Robust data, one year later
So, nearly a year into their count program, what has the data shown? What have park managers learned about how and when the parks are used? Let’s take a look at a few key trends.
First, as you may expect, both Runyon Canyon and Griffith parks are more visited on the weekend than during the week.
In addition to being more well used during the weekend, the way people use the parks is also different during the week compared to the weekend. Let’s look at the hourly usage profile for Griffith Park, for example. If we plot the distribution of counts by hour throughout the day, for an aggregation of counters, we can see that on a weekend the bulk of visitation happens between a 9am to noon peak. During the week, however, visitation is more spread out throughout the day, including a small, evening peak as people get into the park after work.
In the above chart, the Y axis represents the percent of total daily counts, not the raw total counts or average counts per hour. In that sense, it is not that there are more people in the park at 7PM on a weekday, it is that the share of total daily counts is higher. If we now change the Y axis to look at the raw average hourly counts on a weekday vs. weekend, we are reminded that approximately twice as many people use the parks on a weekend than a weekday. In fact, at 9AM on weekend, three times more people are using the park than at 9AM during the week.

**WHAT YOU NEED TO DO**.
[A] Answer from the park count text:
(i) Which two parks are more visited on the weekend than during the week?
(ii) On a weekend at Griffith Park, during what peak does the bulk of visitation happen?
(iii) At 9AM on a weekend, how many times more people are using the park than at 9AM during the week?
[B] Copy the park count text word for word, between "In the above" and "9AM during the week.", inclusive.

**ENTRIES PROVIDED**.
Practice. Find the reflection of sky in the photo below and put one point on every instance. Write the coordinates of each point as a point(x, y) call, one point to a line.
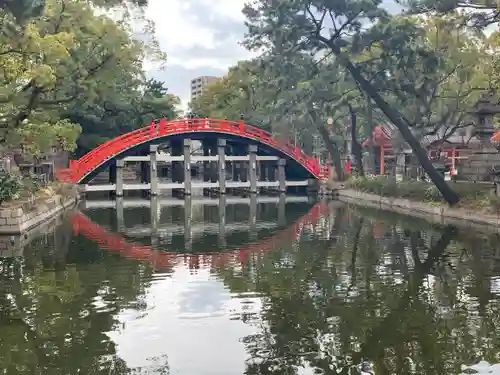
point(188, 320)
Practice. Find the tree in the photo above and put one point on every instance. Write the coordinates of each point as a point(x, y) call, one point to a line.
point(68, 64)
point(344, 29)
point(240, 93)
point(131, 106)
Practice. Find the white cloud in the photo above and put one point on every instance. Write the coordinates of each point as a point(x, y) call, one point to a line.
point(200, 37)
point(180, 26)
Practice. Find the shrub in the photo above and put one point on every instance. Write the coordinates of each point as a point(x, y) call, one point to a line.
point(10, 186)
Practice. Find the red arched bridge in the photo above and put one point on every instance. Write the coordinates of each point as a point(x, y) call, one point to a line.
point(241, 156)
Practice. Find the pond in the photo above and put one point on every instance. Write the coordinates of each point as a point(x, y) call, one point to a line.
point(248, 286)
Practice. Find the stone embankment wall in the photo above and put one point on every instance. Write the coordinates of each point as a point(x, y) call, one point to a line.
point(441, 214)
point(19, 217)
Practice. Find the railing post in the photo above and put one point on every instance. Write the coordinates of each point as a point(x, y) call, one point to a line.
point(187, 166)
point(241, 124)
point(163, 126)
point(282, 175)
point(120, 165)
point(252, 170)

**ANSWERS BY ITEM NUMBER**.
[A]
(i) Runyon Canyon and Griffith parks
(ii) A 9am to noon peak
(iii) Three times more

[B]
In the above chart, the Y axis represents the percent of total daily counts, not the raw total counts or average counts per hour. In that sense, it is not that there are more people in the park at 7PM on a weekday, it is that the share of total daily counts is higher. If we now change the Y axis to look at the raw average hourly counts on a weekday vs. weekend, we are reminded that approximately twice as many people use the parks on a weekend than a weekday. In fact, at 9AM on weekend, three times more people are using the park than at 9AM during the week.